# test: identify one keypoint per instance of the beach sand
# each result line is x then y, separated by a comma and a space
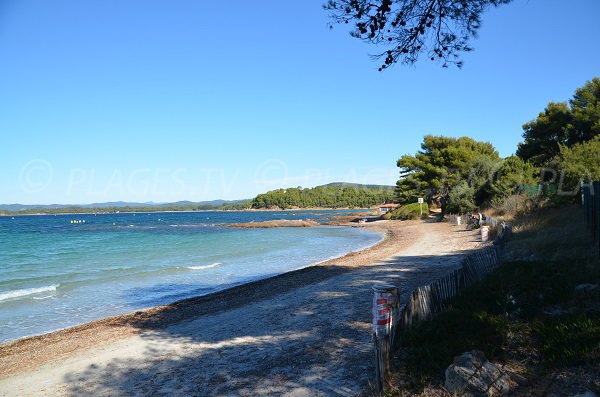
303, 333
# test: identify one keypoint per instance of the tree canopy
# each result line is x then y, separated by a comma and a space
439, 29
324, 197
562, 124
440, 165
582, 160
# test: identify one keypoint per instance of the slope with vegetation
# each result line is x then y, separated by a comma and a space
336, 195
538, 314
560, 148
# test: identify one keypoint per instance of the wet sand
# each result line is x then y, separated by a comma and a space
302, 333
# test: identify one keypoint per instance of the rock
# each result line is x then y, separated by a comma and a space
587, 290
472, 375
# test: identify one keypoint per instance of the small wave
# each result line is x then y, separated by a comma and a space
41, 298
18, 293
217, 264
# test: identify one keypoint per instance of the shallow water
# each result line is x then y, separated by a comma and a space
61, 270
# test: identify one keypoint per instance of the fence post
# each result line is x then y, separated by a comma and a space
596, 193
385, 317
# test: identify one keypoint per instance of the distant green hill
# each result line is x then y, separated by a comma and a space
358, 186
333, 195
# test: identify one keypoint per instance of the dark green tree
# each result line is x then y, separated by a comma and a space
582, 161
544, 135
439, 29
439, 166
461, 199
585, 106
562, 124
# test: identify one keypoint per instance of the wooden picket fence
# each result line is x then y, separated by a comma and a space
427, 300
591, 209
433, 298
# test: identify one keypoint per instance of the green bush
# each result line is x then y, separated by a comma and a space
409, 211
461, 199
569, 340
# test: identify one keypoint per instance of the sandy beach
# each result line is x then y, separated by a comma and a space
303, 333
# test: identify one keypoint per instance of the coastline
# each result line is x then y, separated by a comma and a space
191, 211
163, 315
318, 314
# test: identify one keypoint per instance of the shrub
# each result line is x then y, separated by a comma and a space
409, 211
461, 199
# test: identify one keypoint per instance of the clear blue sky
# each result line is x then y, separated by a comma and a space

- - - -

- **PROMPT**
Repeat the data exactly, without the pictures.

- **RESPONSE TO THE TASK**
# test: identify one keypoint per instance of the beach sand
# each result line is x then y, separated by a comma and a space
303, 333
# test: identify one keypoint per instance of the tree canopy
# each result line is x then y, separated by a comma and a space
439, 29
324, 197
562, 124
440, 165
582, 160
# test: identify one keypoint per instance of the slope with vegetation
# each result line is x then y, separated by a comma and a space
336, 195
538, 314
560, 148
# test: identify one keypoint per instance of the wet sand
# each result line is x then y, separated by a comma and a space
302, 333
# test: identify one keypoint per instance of the rock
# each result line is x then y, separated by a comma and a space
587, 290
472, 375
# test: identify one keypoint per instance of the small wave
# each result line is x then y, separated by a comma and a space
41, 298
18, 293
217, 264
# test: identify one keypoint per instance of the shallow water
# each result line is x then y, separated by a comma and a space
61, 270
# test: identify one keypoint per instance of the fence post
# each result line is x then y, separated by a comma and a space
596, 193
385, 317
# test: identify one keypoint per instance of the distant green hill
# each result line is x then y, separated by a comma and a space
358, 186
333, 195
# test: identify one keypoint per instance of the dark green tree
# each result line is x then y, separated by a comma and a space
582, 161
544, 135
439, 29
439, 166
461, 199
585, 106
562, 124
# test: identify one keypoint per instance of the wooden picket fence
# each result line is x then y, separated by a comma and a space
427, 300
591, 209
433, 298
# test: identify one keypoint per instance of the green bush
# each result line is x then y, separated by a comma and a space
409, 211
461, 199
569, 340
# test: identify one keypoint per instance of the sandy beach
# each result line is x then y, separated by a comma and a space
303, 333
# test: identify one keypoint per instance of the coastline
# each result line is x then y, separated by a comma and a space
191, 211
163, 315
318, 314
# test: identify one keypoint per instance of the shrub
# each result line is x then y, separated by a comma and a space
409, 211
461, 199
# test: identify one keypoint per instance of the clear blue sky
# each result line is x then y, separated by a comma and a space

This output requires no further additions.